-- Begin Exercise input --
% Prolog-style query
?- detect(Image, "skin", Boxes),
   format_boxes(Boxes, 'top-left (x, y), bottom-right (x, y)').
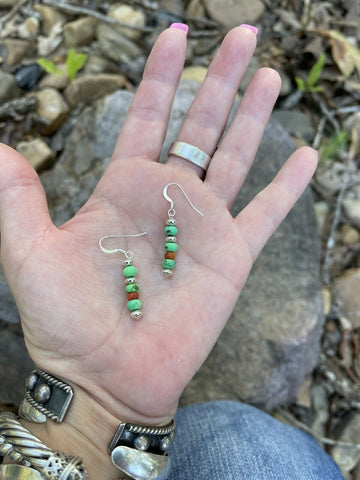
top-left (0, 27), bottom-right (317, 480)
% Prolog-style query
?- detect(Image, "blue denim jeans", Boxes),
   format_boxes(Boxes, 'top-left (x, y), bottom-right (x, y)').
top-left (169, 401), bottom-right (344, 480)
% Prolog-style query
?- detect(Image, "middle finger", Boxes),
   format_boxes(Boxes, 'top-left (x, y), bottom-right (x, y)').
top-left (168, 26), bottom-right (256, 176)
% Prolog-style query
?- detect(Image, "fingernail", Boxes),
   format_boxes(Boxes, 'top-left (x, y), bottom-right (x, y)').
top-left (170, 23), bottom-right (189, 35)
top-left (240, 23), bottom-right (257, 35)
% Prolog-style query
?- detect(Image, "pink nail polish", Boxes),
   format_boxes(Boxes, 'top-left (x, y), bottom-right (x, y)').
top-left (240, 23), bottom-right (257, 35)
top-left (170, 23), bottom-right (189, 35)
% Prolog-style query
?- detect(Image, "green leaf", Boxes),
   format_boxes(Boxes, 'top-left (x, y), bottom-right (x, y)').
top-left (66, 48), bottom-right (87, 80)
top-left (295, 77), bottom-right (307, 92)
top-left (307, 53), bottom-right (326, 87)
top-left (37, 58), bottom-right (64, 75)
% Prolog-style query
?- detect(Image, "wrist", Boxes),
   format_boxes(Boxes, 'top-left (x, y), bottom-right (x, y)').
top-left (21, 385), bottom-right (175, 480)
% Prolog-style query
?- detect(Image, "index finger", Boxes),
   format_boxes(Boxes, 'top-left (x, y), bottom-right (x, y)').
top-left (113, 23), bottom-right (187, 165)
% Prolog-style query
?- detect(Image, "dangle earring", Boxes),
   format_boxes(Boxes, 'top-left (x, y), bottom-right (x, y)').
top-left (162, 182), bottom-right (204, 277)
top-left (99, 232), bottom-right (147, 320)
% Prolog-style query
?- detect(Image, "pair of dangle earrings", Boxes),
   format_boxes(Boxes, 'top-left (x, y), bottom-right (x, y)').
top-left (99, 182), bottom-right (204, 320)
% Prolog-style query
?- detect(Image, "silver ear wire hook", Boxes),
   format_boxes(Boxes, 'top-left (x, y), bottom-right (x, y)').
top-left (163, 182), bottom-right (204, 217)
top-left (99, 232), bottom-right (147, 260)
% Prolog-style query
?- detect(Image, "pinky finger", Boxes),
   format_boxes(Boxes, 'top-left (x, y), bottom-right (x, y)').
top-left (236, 147), bottom-right (317, 260)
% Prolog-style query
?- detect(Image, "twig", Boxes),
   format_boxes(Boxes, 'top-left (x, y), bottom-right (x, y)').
top-left (312, 117), bottom-right (327, 150)
top-left (313, 93), bottom-right (341, 134)
top-left (0, 0), bottom-right (28, 29)
top-left (322, 169), bottom-right (351, 285)
top-left (43, 0), bottom-right (154, 33)
top-left (276, 408), bottom-right (360, 449)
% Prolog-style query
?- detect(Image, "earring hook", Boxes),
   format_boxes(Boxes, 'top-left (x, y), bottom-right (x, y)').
top-left (99, 232), bottom-right (147, 260)
top-left (163, 182), bottom-right (204, 217)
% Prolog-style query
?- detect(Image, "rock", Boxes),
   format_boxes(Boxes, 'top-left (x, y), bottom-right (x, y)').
top-left (0, 38), bottom-right (32, 67)
top-left (159, 0), bottom-right (185, 15)
top-left (39, 64), bottom-right (70, 91)
top-left (203, 0), bottom-right (265, 29)
top-left (313, 162), bottom-right (360, 199)
top-left (84, 54), bottom-right (115, 74)
top-left (35, 88), bottom-right (69, 135)
top-left (273, 110), bottom-right (315, 142)
top-left (0, 329), bottom-right (34, 406)
top-left (341, 225), bottom-right (360, 247)
top-left (331, 412), bottom-right (360, 475)
top-left (315, 201), bottom-right (329, 237)
top-left (333, 268), bottom-right (360, 328)
top-left (63, 17), bottom-right (97, 47)
top-left (342, 198), bottom-right (360, 228)
top-left (41, 81), bottom-right (323, 409)
top-left (186, 0), bottom-right (205, 18)
top-left (0, 70), bottom-right (20, 104)
top-left (18, 17), bottom-right (40, 40)
top-left (33, 5), bottom-right (66, 36)
top-left (108, 3), bottom-right (146, 40)
top-left (16, 138), bottom-right (54, 171)
top-left (181, 65), bottom-right (208, 83)
top-left (321, 287), bottom-right (331, 316)
top-left (65, 73), bottom-right (126, 105)
top-left (97, 25), bottom-right (143, 63)
top-left (14, 63), bottom-right (43, 90)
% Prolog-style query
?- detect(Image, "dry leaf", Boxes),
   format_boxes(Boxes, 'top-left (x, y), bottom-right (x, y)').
top-left (312, 29), bottom-right (360, 78)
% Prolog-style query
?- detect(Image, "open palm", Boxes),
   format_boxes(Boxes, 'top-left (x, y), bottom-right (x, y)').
top-left (0, 27), bottom-right (316, 428)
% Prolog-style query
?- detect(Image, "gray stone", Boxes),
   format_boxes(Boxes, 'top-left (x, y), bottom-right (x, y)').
top-left (34, 5), bottom-right (66, 36)
top-left (63, 17), bottom-right (97, 47)
top-left (0, 38), bottom-right (33, 67)
top-left (0, 328), bottom-right (34, 405)
top-left (0, 70), bottom-right (20, 104)
top-left (96, 25), bottom-right (143, 63)
top-left (65, 73), bottom-right (126, 106)
top-left (41, 81), bottom-right (323, 409)
top-left (108, 3), bottom-right (146, 40)
top-left (16, 138), bottom-right (54, 171)
top-left (35, 88), bottom-right (69, 135)
top-left (273, 110), bottom-right (315, 142)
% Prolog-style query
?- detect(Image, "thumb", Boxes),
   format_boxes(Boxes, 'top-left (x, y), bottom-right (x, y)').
top-left (0, 143), bottom-right (53, 267)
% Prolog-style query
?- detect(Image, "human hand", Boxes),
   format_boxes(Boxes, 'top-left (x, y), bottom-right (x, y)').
top-left (0, 27), bottom-right (316, 478)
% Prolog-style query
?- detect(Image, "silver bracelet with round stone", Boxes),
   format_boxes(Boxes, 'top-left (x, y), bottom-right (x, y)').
top-left (108, 420), bottom-right (175, 480)
top-left (19, 368), bottom-right (74, 423)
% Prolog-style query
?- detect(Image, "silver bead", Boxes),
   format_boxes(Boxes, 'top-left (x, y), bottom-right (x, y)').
top-left (19, 398), bottom-right (46, 423)
top-left (125, 277), bottom-right (136, 285)
top-left (160, 437), bottom-right (171, 452)
top-left (26, 373), bottom-right (38, 390)
top-left (111, 446), bottom-right (171, 480)
top-left (130, 310), bottom-right (142, 320)
top-left (163, 268), bottom-right (174, 277)
top-left (134, 435), bottom-right (150, 451)
top-left (34, 383), bottom-right (51, 403)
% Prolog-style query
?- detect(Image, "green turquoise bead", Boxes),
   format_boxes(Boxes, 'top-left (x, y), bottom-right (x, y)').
top-left (123, 265), bottom-right (137, 278)
top-left (127, 300), bottom-right (141, 312)
top-left (165, 242), bottom-right (178, 252)
top-left (164, 225), bottom-right (177, 237)
top-left (125, 283), bottom-right (140, 293)
top-left (162, 258), bottom-right (176, 270)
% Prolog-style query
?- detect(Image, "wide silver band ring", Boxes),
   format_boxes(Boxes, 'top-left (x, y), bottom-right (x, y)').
top-left (169, 142), bottom-right (211, 172)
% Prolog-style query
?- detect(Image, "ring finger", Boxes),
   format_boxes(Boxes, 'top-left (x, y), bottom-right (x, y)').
top-left (168, 26), bottom-right (256, 176)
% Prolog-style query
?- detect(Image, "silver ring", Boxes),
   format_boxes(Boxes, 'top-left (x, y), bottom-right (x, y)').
top-left (169, 142), bottom-right (211, 172)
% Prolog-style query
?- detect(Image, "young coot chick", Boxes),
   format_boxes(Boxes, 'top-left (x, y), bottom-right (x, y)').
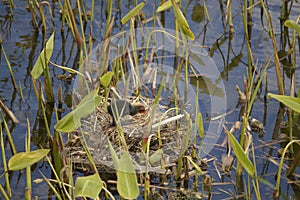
top-left (107, 99), bottom-right (145, 126)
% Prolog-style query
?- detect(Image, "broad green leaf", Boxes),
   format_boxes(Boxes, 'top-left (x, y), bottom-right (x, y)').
top-left (54, 90), bottom-right (102, 132)
top-left (171, 0), bottom-right (195, 40)
top-left (156, 0), bottom-right (180, 13)
top-left (121, 2), bottom-right (145, 24)
top-left (227, 131), bottom-right (254, 176)
top-left (268, 94), bottom-right (300, 113)
top-left (185, 156), bottom-right (203, 175)
top-left (8, 149), bottom-right (50, 170)
top-left (75, 174), bottom-right (102, 199)
top-left (284, 20), bottom-right (300, 36)
top-left (31, 33), bottom-right (54, 79)
top-left (149, 149), bottom-right (163, 164)
top-left (197, 113), bottom-right (204, 138)
top-left (100, 72), bottom-right (114, 87)
top-left (117, 152), bottom-right (140, 199)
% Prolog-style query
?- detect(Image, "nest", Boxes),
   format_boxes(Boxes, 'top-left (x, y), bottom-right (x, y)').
top-left (67, 97), bottom-right (191, 173)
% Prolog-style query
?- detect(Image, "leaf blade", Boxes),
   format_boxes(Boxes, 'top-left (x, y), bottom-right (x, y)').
top-left (117, 152), bottom-right (140, 199)
top-left (227, 131), bottom-right (255, 177)
top-left (54, 90), bottom-right (102, 132)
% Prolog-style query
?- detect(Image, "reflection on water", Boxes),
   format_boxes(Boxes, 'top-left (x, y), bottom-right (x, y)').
top-left (0, 0), bottom-right (300, 198)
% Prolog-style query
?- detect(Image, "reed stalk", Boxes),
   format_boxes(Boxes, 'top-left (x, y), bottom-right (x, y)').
top-left (25, 118), bottom-right (32, 200)
top-left (260, 0), bottom-right (284, 95)
top-left (0, 124), bottom-right (12, 199)
top-left (0, 35), bottom-right (18, 91)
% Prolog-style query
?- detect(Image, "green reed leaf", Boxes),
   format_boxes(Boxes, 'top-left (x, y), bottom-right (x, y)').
top-left (117, 152), bottom-right (140, 199)
top-left (100, 72), bottom-right (114, 88)
top-left (185, 156), bottom-right (204, 175)
top-left (268, 93), bottom-right (300, 113)
top-left (196, 113), bottom-right (204, 138)
top-left (75, 173), bottom-right (103, 199)
top-left (156, 0), bottom-right (180, 13)
top-left (8, 149), bottom-right (50, 170)
top-left (227, 131), bottom-right (255, 176)
top-left (171, 0), bottom-right (195, 40)
top-left (31, 33), bottom-right (54, 79)
top-left (121, 2), bottom-right (145, 24)
top-left (54, 90), bottom-right (102, 132)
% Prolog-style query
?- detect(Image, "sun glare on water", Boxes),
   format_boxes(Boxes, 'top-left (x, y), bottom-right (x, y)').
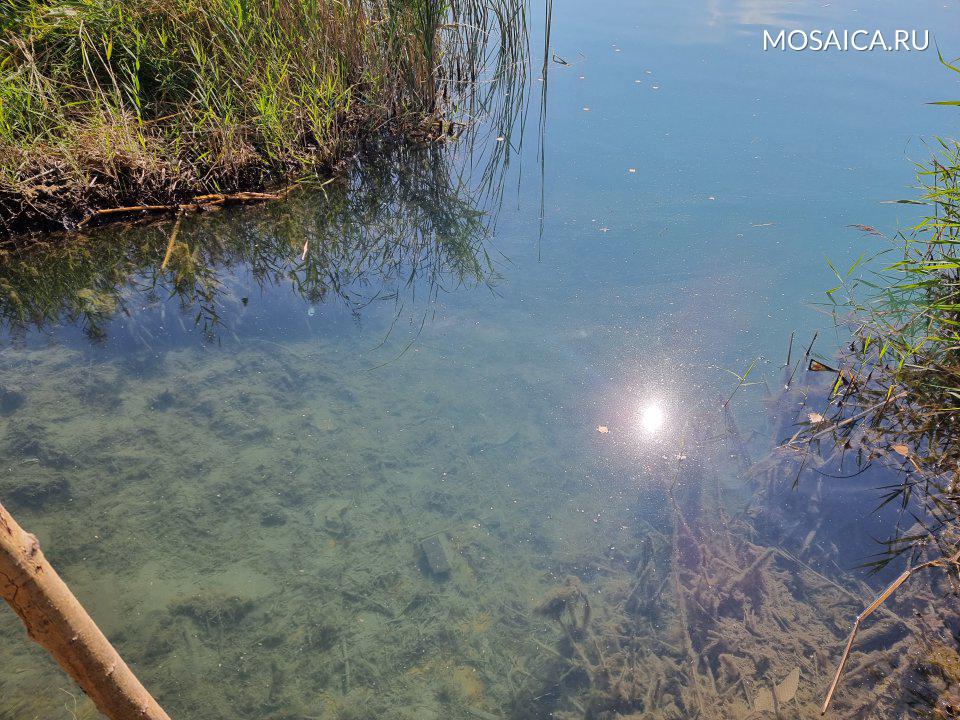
top-left (638, 403), bottom-right (666, 433)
-- End Exercise input --
Count the lines in the entries above that contain the word "silver", and reply with the number alone.

5